Task to carry out:
Write out the rows below again, substituting "circle" for every occurrence of "disc" and changing nothing else.

Extracted entries:
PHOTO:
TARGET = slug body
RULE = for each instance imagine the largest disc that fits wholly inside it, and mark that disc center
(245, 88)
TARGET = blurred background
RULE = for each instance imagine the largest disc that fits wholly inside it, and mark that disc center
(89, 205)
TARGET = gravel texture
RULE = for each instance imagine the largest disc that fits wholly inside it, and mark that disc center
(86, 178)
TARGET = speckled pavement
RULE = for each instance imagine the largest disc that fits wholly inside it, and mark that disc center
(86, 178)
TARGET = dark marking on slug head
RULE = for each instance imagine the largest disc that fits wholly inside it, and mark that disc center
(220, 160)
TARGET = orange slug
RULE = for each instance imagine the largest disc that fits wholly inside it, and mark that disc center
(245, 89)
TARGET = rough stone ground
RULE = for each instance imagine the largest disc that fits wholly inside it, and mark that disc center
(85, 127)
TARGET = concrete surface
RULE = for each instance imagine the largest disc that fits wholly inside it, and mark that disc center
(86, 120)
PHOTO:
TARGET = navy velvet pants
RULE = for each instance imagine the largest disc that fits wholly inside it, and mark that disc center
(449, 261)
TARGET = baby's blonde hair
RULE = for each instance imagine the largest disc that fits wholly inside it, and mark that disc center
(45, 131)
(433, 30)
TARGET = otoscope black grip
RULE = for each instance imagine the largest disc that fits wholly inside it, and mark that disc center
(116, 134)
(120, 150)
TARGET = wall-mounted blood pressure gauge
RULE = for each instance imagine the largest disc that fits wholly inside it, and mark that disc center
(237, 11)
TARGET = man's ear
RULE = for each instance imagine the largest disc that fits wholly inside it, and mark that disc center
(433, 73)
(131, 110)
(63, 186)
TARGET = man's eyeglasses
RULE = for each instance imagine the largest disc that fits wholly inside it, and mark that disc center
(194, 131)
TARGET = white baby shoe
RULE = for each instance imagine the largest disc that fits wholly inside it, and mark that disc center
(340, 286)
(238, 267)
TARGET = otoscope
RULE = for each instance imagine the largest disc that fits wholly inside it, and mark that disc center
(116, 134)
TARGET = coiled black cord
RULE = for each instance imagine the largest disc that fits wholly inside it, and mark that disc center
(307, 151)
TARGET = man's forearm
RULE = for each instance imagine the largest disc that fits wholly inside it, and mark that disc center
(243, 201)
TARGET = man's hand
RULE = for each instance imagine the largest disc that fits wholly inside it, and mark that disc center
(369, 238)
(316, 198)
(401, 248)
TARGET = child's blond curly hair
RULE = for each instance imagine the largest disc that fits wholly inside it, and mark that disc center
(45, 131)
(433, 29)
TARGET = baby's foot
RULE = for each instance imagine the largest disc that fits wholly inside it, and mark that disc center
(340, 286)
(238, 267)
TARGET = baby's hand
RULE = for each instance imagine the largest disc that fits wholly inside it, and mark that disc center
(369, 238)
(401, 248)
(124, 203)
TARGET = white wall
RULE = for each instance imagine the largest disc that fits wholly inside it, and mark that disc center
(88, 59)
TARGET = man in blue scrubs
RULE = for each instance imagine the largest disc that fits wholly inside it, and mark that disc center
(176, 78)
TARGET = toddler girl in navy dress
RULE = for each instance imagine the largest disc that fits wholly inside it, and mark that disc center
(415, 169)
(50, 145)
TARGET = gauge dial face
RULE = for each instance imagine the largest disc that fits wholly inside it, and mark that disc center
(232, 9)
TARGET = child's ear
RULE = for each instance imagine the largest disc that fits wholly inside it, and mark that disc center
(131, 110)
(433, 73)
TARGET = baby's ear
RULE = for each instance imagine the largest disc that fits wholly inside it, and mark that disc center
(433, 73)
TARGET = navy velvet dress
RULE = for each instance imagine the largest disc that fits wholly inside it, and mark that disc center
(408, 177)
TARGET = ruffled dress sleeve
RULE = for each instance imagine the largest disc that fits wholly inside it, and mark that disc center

Task answer:
PHOTO:
TARGET = slug body
RULE = for each instance imagine the largest circle that fits wholly inside it, and mark that circle center
(245, 88)
TARGET = blurred background
RULE = for each instance imagine the largest circle that fits wholly inside it, and mark that circle center
(89, 205)
TARGET = gravel texture
RULE = for each instance imagine the largest circle that fits wholly inside it, and mark that circle center
(86, 178)
TARGET = speckled pavement
RULE = for each instance imagine the largest circle that fits wholly inside it, and mark that circle center
(86, 178)
TARGET = dark marking on slug head
RULE = for each instance imagine the largest circle that fits wholly inside it, and mark that circle center
(220, 160)
TARGET = orange slug
RULE = for each instance imagine the largest circle that fits wholly inside it, and mark that circle center
(245, 89)
TARGET = rough stone ground
RULE = for each instance imagine the largest circle that fits wholly inside it, and mark that circle center
(85, 127)
TARGET = concrete surface
RULE = for each instance imagine the largest circle that fits wholly inside it, and mark that circle center
(86, 120)
PHOTO:
TARGET = navy velvet pants
RULE = for each instance imagine the largest circle that fits wholly inside it, and mark that circle center
(449, 261)
TARGET = baby's blonde hair
RULE = for each instance imagine the largest circle that fits wholly inside it, and mark that circle center
(45, 131)
(433, 30)
TARGET = otoscope black grip
RULE = for each instance imagine the largest circle that fits wholly inside it, and mark that circle center
(116, 134)
(120, 150)
TARGET = wall-mounted blood pressure gauge
RULE = for each instance imagine the largest circle that fits wholly inside it, and mark that circle center
(237, 11)
TARGET = man's ear
RULE = for each instance imagine the largest circle that fits wholly inside it, and mark that circle center
(433, 73)
(131, 110)
(63, 186)
TARGET = man's eyeglasses
RULE = for each instance imagine the largest circle that fits wholly inside it, and mark that circle center
(194, 131)
TARGET = white baby shoe
RULE = for each instance imagine the largest circle that fits wholly inside it, and mark that circle center
(340, 286)
(238, 267)
TARGET = otoscope
RULE = for each instance imagine the largest circle that fits wholly inside it, and mark that circle center
(116, 134)
TARGET = coiled black cord
RULE = for each instance imagine the largest circle that fits wholly inside it, and mark that circle center
(307, 151)
TARGET = man's forearm
RULE = for each instance imagine the largest circle that fits wholly inside it, and mark that circle center
(243, 201)
TARGET = man's hand
RULE = for each instance imagine the largest circle that fits wholly inside it, and mark that circle center
(369, 238)
(316, 198)
(401, 248)
TARGET = child's blond curly hair
RULE = for each instance imagine the largest circle that fits wholly inside it, and mark that circle center
(45, 131)
(433, 29)
TARGET = baby's foot
RULE = for each instance imagine the largest circle that fits wholly inside it, and mark that circle center
(340, 286)
(238, 267)
TARGET = baby's hand
RULE = for each instance imagine the largest circle that fits wholly inside it, and mark that circle center
(369, 238)
(401, 248)
(124, 203)
TARGET = white wall
RULE = for each instance imagine the largest circle that fits wholly inside it, and mark that circle center
(88, 59)
TARGET = man in blue scrubs
RULE = for each instance imagine the largest circle that fits wholly inside it, and mark that circle center
(176, 78)
TARGET = toddler girl in navy dress
RULE = for each instance imagine the largest circle that fits wholly inside it, and mark that circle center
(415, 169)
(50, 145)
TARGET = gauge dial face
RULE = for each instance imagine the largest circle that fits wholly inside it, and mark that circle center
(232, 9)
TARGET = child's ear
RULE = for each instance imagine the largest circle that fits wholly inside it, and mark that circle center
(131, 110)
(433, 73)
TARGET = baby's ear
RULE = for each instance imagine the largest circle that fits wholly inside it, and mark that circle center
(433, 73)
TARGET = navy velvet dress
RULE = for each instance imagine the largest circle that fits wholly inside it, and mark that circle center
(408, 177)
TARGET = ruffled dress sleeve
RULE = for each instance imagine the largest circle that fits wholly inside it, and mark that circle center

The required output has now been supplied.